**** SOURCE TEXT

CHARLES P. KOCORAS, District Judge.

This matter comes before the Court on the motion for a preliminary injunction by Counter-Plaintiffs Outland Renewable Energy, LLC, Outland Renewable Energy Field Services, LLC, and Outland Energy Services, LLC (collectively, "Outland") against Gamesa Wind US, LLC ("Gamesa"). For the reasons set forth below, Outland's motion is denied.

BACKGROUND

Gamesa sells the component parts of wind turbines to various wind farms. Gamesa's products were generally subject to a two-year warranty period, during which Gamesa would provide operation, maintenance, and repair services ("O&M Services") to its customers. Beginning in 2006, Gamesa subcontracted its O&M Services at various wind farms to Outland. Gamesa's subcontracts quickly became Outland's primary source of revenue.

The contractual relationship between Gamesa and Outland was defined by three different types of agreements. First, Gamesa and Outland entered into a Maintenance Service Agreement ("MSA"), effective for two years beginning on January 1, 2010. The MSA was a master agreement that served as a broad framework of terms and conditions governing the parties' ongoing relationship.1 The MSA did not refer to the performance of services at any particular site or for any particular duration.

Second, Outland and Gamesa executed Statements of Work ("SOWs") pursuant to the MSA for the services to be performed at each individual wind farm. The SOWs specified the price, scope, and duration of the O&M Services and explicitly incorporated the terms and conditions of the MSA.

Finally, Gamesa issued purchase orders for all services on its turbines, whether or not it had an SOW in place for those services. The purchase orders were expressly subject to the terms of the broader agreements between the parties, if such agreements existed. In the absence of such agreements, the purchase orders stated that Gamesa's general terms and conditions would apply. Each purchase order indicated the duration and price of the services requested.

On September 10, 2010 Gamesa began soliciting bids for O&M Services at the Big Horn Wind Farm ("Big Horn") in Bickleton, Washington. Although Outland submitted a bid, Gamesa selected another subcontractor, UpWind Solutions ("UpWind"), to perform O&M Services during the two-year warranty period. Gamesa and UpWind executed an SOW outlining the scope of UpWind's O&M Services at Big Horn, which spanned a two-year term. Approximately three months into this arrangement, however, Gamesa became dissatisfied with UpWind's performance and removed UpWind from Big Horn.

********
**** ITEMS

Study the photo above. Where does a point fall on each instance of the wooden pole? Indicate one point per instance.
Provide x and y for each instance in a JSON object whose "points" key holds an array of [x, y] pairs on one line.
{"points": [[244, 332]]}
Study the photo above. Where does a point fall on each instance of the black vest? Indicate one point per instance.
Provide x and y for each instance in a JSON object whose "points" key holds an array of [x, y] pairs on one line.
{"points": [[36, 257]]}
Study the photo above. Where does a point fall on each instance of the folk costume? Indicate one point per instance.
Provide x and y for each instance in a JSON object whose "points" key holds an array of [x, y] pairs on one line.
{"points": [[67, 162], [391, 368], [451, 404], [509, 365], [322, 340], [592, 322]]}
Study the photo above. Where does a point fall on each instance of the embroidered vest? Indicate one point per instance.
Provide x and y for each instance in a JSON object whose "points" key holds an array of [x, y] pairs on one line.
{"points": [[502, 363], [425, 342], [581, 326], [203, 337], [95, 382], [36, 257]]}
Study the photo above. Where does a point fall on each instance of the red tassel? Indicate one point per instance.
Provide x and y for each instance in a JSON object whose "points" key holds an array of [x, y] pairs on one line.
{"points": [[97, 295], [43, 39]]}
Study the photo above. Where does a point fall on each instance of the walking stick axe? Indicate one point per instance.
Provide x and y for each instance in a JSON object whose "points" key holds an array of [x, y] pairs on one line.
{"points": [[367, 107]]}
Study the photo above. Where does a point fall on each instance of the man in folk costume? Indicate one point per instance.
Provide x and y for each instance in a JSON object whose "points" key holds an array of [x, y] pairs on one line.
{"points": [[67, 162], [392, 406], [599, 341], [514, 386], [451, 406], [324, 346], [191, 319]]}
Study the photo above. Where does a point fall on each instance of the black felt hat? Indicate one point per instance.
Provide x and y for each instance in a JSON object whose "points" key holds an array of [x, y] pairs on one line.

********

_TASK REQUIREMENTS_:
According to the court opinion, which subcontractor did Gamesa select to perform O&M Services at the Big Horn Wind Farm? The records are material apart from the court opinion and bear no relation to it.

_EXPECTED ANSWER_:
UpWind Solutions.